Read through the material below and copy each line in which the word "green" occurs.

• **Records**:
Segment Open

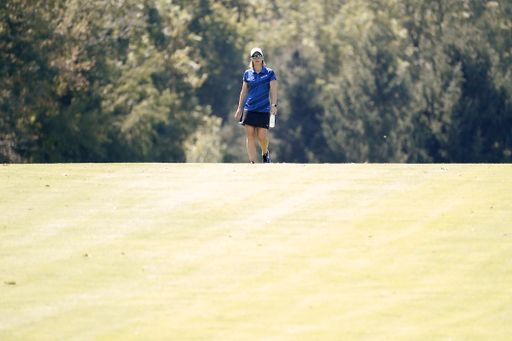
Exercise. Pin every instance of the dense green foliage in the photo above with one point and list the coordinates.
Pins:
(158, 80)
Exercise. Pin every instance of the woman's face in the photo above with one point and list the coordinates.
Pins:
(257, 58)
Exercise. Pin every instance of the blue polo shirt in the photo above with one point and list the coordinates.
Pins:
(259, 87)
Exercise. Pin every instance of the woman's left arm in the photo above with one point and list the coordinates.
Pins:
(273, 95)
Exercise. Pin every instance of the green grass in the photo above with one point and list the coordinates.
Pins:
(255, 252)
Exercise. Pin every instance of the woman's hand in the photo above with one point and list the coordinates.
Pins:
(237, 114)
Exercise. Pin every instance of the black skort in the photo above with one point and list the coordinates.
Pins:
(255, 119)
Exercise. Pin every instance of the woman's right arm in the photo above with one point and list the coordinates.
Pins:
(241, 101)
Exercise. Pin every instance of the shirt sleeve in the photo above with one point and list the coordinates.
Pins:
(272, 76)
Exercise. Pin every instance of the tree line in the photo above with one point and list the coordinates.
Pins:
(158, 80)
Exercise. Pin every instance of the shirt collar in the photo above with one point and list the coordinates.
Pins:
(263, 70)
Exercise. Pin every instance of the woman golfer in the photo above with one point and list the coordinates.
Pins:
(254, 108)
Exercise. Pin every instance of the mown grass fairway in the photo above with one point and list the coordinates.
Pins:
(255, 252)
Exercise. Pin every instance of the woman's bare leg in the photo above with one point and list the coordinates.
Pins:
(251, 142)
(263, 140)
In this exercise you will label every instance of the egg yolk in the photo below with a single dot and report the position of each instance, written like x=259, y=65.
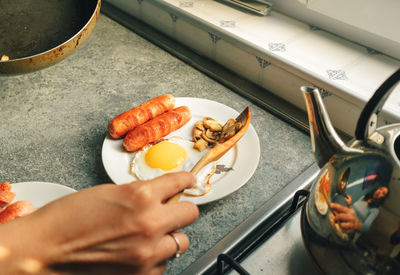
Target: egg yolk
x=166, y=156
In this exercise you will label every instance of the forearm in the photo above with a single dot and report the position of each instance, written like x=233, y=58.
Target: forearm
x=23, y=250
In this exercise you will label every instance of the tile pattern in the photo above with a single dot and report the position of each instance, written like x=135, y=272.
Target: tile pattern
x=351, y=72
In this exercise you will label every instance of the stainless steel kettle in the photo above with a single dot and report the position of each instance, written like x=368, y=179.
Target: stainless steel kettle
x=351, y=220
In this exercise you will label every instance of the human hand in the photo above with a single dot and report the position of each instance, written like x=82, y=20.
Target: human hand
x=348, y=200
x=345, y=218
x=107, y=229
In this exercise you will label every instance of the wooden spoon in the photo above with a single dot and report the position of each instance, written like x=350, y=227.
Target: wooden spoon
x=220, y=149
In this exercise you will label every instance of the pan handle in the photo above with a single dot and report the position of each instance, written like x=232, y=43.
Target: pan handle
x=367, y=122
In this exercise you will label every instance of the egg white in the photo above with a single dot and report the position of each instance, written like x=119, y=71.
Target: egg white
x=143, y=171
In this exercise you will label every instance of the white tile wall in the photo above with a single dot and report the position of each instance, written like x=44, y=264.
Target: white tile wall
x=277, y=52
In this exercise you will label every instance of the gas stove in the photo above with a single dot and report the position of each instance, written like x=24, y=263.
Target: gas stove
x=267, y=242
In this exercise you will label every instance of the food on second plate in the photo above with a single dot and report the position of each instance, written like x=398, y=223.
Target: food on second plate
x=156, y=128
x=4, y=58
x=6, y=195
x=136, y=116
x=172, y=155
x=209, y=132
x=14, y=210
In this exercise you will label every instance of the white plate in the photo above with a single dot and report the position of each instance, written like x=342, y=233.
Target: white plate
x=243, y=158
x=39, y=193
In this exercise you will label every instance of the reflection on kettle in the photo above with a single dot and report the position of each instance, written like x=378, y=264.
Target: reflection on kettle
x=351, y=221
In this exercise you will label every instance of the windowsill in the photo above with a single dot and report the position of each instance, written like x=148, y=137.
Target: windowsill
x=276, y=52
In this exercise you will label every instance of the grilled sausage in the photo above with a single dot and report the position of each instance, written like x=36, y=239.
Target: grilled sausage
x=156, y=128
x=127, y=121
x=16, y=210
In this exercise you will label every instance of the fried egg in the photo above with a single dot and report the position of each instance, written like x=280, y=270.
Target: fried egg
x=172, y=155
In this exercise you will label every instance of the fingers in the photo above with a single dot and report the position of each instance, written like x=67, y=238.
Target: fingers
x=338, y=207
x=168, y=248
x=172, y=183
x=344, y=217
x=179, y=215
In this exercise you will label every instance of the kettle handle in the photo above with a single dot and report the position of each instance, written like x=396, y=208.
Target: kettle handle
x=367, y=121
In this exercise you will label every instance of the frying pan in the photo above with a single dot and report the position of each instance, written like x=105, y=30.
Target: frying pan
x=35, y=34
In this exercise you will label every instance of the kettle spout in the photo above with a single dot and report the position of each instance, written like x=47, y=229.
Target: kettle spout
x=324, y=139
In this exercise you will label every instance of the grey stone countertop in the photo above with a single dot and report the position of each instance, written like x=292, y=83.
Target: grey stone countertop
x=54, y=121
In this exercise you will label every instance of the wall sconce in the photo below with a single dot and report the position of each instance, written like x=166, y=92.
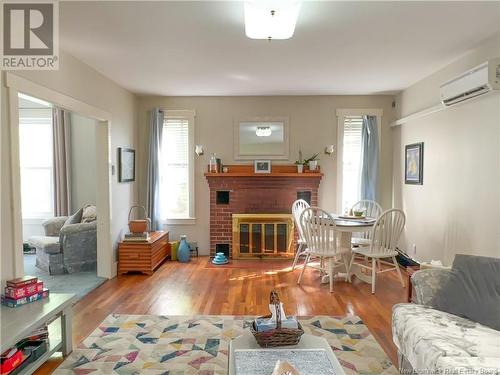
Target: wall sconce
x=330, y=149
x=198, y=150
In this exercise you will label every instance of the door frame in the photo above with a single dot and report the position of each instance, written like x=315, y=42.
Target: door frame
x=15, y=85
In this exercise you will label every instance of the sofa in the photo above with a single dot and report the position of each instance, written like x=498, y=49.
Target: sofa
x=69, y=245
x=433, y=341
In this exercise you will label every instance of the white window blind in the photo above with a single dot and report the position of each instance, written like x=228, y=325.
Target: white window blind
x=175, y=181
x=36, y=159
x=351, y=161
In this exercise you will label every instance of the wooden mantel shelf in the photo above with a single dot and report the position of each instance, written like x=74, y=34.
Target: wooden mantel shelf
x=276, y=171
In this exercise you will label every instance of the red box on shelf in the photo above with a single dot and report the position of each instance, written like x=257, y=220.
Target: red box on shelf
x=24, y=291
x=22, y=281
x=10, y=363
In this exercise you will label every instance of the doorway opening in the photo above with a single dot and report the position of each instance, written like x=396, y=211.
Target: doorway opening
x=57, y=159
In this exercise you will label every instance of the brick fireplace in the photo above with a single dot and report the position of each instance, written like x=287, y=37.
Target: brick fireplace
x=240, y=191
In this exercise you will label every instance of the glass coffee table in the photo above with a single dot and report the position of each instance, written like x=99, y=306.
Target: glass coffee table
x=313, y=355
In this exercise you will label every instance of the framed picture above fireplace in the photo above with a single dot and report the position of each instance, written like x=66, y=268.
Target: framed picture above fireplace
x=262, y=166
x=261, y=137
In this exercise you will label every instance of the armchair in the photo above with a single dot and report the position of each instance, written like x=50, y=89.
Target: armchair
x=66, y=248
x=433, y=341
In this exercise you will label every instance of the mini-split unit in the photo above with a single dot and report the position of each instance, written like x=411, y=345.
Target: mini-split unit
x=475, y=82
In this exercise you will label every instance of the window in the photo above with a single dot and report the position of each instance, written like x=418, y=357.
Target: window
x=351, y=161
x=349, y=148
x=177, y=166
x=35, y=147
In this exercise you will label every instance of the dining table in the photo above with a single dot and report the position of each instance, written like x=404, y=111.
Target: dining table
x=346, y=226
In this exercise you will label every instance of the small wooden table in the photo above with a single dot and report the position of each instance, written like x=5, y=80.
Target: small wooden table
x=18, y=323
x=143, y=256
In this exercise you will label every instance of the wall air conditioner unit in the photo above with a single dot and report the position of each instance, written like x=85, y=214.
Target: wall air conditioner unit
x=474, y=82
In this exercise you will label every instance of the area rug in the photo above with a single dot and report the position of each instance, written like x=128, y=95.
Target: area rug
x=175, y=345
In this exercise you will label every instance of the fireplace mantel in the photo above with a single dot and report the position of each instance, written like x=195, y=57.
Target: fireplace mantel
x=241, y=191
x=276, y=171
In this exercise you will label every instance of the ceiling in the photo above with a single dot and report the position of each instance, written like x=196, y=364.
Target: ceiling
x=200, y=48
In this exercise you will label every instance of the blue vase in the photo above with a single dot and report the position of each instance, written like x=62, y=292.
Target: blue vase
x=183, y=253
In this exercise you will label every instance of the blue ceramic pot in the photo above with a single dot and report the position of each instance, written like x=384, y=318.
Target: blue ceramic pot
x=183, y=253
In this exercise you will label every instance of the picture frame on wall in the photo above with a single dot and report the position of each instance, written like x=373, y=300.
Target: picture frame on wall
x=262, y=166
x=414, y=164
x=126, y=164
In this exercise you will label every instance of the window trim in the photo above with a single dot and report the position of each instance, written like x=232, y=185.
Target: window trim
x=190, y=116
x=341, y=114
x=25, y=117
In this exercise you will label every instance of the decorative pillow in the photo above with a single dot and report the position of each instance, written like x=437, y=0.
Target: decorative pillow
x=75, y=218
x=472, y=290
x=89, y=213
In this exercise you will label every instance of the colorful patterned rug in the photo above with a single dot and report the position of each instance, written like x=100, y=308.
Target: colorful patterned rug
x=175, y=345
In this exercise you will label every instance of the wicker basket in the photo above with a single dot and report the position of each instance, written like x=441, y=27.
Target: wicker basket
x=278, y=336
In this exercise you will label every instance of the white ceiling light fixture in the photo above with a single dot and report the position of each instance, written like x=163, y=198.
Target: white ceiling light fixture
x=271, y=19
x=263, y=131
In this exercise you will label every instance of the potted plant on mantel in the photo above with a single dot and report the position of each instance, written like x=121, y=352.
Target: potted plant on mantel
x=300, y=163
x=312, y=162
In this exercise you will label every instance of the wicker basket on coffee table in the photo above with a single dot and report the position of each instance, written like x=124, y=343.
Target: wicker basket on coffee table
x=278, y=336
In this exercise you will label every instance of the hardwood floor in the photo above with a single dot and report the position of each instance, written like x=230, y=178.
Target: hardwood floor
x=241, y=288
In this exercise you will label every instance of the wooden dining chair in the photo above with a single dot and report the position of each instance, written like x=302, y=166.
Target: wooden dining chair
x=297, y=208
x=385, y=235
x=373, y=210
x=321, y=241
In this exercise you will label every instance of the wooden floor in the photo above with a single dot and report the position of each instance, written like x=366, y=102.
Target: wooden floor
x=241, y=288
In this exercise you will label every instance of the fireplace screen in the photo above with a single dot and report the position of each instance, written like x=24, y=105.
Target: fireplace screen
x=262, y=235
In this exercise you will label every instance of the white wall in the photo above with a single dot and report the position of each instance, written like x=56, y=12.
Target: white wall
x=83, y=83
x=83, y=161
x=313, y=125
x=457, y=209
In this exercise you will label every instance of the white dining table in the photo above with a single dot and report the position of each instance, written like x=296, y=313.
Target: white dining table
x=347, y=227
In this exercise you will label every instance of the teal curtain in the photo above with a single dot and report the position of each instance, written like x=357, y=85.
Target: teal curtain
x=369, y=158
x=153, y=179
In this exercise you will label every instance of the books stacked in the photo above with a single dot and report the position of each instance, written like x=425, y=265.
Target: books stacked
x=136, y=237
x=23, y=290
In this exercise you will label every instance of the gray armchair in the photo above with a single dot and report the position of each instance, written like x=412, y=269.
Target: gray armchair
x=66, y=248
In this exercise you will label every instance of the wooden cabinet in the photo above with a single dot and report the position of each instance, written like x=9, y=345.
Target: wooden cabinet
x=143, y=256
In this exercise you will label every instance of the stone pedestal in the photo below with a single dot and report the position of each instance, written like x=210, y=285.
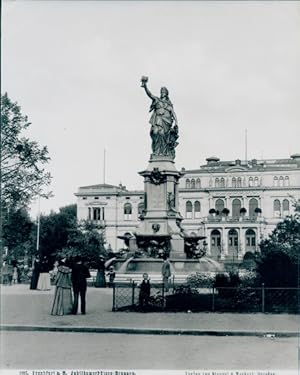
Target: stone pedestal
x=161, y=216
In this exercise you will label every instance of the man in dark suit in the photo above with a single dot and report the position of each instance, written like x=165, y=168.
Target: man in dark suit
x=79, y=275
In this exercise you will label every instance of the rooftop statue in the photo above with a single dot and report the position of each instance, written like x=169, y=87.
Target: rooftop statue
x=163, y=133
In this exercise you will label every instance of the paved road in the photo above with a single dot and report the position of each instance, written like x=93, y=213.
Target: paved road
x=51, y=350
x=22, y=306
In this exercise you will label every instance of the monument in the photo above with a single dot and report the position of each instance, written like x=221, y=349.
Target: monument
x=160, y=227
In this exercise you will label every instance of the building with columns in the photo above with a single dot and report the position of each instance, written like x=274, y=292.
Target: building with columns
x=233, y=203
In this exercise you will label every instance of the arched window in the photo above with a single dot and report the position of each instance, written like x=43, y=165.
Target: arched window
x=189, y=210
x=141, y=208
x=281, y=181
x=215, y=243
x=286, y=181
x=96, y=213
x=285, y=207
x=233, y=242
x=253, y=204
x=236, y=206
x=197, y=209
x=250, y=239
x=127, y=211
x=219, y=205
x=277, y=208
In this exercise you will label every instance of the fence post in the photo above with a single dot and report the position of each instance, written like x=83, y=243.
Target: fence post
x=133, y=289
x=114, y=297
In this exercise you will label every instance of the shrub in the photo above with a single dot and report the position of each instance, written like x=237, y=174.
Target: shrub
x=201, y=280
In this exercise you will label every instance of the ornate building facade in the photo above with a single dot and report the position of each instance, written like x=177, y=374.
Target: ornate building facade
x=233, y=203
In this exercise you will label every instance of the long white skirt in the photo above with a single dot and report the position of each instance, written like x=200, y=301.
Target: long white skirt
x=44, y=281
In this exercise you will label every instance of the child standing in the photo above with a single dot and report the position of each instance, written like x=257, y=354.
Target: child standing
x=111, y=275
x=15, y=275
x=145, y=288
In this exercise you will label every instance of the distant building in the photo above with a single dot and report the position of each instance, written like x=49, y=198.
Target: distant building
x=233, y=203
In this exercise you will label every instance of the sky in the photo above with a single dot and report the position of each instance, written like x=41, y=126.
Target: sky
x=74, y=67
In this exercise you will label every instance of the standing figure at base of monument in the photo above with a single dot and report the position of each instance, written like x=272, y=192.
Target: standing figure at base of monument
x=166, y=272
x=164, y=136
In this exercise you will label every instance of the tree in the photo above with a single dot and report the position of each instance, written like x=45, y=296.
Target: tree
x=17, y=232
x=280, y=253
x=22, y=161
x=56, y=229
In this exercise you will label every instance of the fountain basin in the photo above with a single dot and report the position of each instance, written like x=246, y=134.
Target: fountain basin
x=133, y=269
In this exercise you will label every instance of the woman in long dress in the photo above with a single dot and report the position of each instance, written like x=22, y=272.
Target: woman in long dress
x=35, y=273
x=100, y=278
x=44, y=278
x=62, y=304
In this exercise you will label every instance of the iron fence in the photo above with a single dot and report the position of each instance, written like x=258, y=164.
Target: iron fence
x=221, y=299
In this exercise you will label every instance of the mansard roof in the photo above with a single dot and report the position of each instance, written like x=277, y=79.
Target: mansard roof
x=215, y=165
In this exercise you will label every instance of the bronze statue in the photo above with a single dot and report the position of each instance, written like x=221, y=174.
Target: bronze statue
x=163, y=134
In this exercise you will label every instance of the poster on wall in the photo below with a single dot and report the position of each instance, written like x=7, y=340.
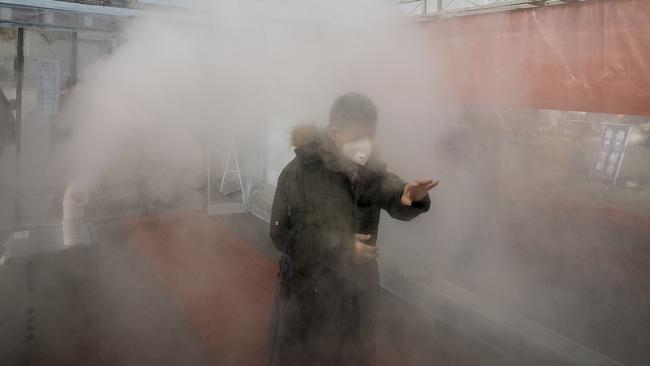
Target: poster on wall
x=610, y=153
x=47, y=85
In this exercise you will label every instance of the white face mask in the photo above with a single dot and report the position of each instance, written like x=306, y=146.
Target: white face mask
x=358, y=151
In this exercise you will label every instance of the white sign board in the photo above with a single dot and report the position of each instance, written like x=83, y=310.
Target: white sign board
x=47, y=83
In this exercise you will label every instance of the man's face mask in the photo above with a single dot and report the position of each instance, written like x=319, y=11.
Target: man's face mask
x=358, y=151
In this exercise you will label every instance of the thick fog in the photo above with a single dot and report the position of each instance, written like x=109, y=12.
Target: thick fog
x=180, y=86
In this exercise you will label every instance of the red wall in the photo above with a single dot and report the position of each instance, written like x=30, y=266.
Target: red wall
x=592, y=56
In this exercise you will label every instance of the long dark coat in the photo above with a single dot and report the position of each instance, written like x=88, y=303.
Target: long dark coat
x=325, y=307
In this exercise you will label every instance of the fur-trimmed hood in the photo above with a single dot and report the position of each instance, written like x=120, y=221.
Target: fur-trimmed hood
x=304, y=135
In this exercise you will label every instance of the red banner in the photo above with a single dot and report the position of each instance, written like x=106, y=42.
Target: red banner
x=590, y=56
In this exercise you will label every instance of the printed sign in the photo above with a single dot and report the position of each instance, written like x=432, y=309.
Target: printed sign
x=609, y=155
x=21, y=235
x=47, y=81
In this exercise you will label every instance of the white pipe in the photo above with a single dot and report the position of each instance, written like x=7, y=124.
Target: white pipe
x=75, y=198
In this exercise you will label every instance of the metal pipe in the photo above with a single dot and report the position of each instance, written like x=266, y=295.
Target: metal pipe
x=18, y=106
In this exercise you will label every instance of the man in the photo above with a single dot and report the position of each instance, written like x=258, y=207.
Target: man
x=324, y=220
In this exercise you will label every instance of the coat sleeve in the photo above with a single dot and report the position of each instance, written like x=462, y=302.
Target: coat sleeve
x=391, y=188
x=281, y=232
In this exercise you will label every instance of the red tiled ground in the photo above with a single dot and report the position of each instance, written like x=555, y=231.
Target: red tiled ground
x=223, y=285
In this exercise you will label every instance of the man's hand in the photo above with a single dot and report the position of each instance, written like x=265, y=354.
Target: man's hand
x=364, y=253
x=416, y=191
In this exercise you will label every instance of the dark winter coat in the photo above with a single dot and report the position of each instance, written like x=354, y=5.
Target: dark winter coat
x=325, y=308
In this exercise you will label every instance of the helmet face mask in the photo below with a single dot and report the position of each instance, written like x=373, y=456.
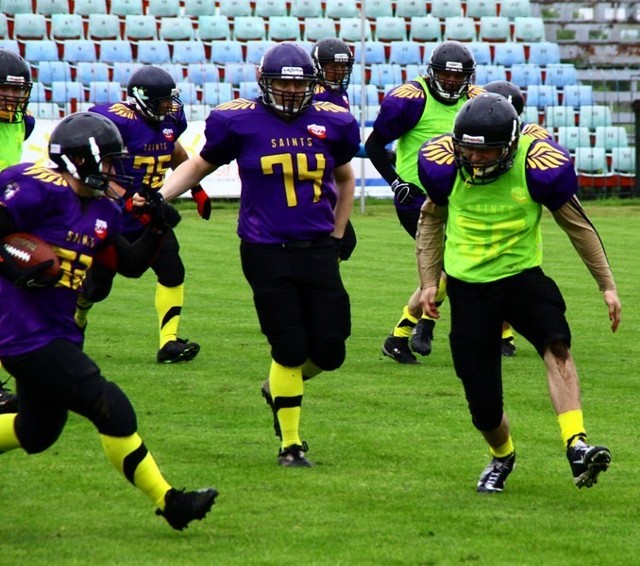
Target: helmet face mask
x=287, y=79
x=485, y=140
x=334, y=62
x=450, y=70
x=154, y=93
x=15, y=87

Segment Closed

• **Solution to the exercise**:
Exercise. Pin every instance of the dense green foliage in the photo above with one point and list the coordinates.
Exercise. Pin every instance of the green grass in the photo above with one point and list the coordinates.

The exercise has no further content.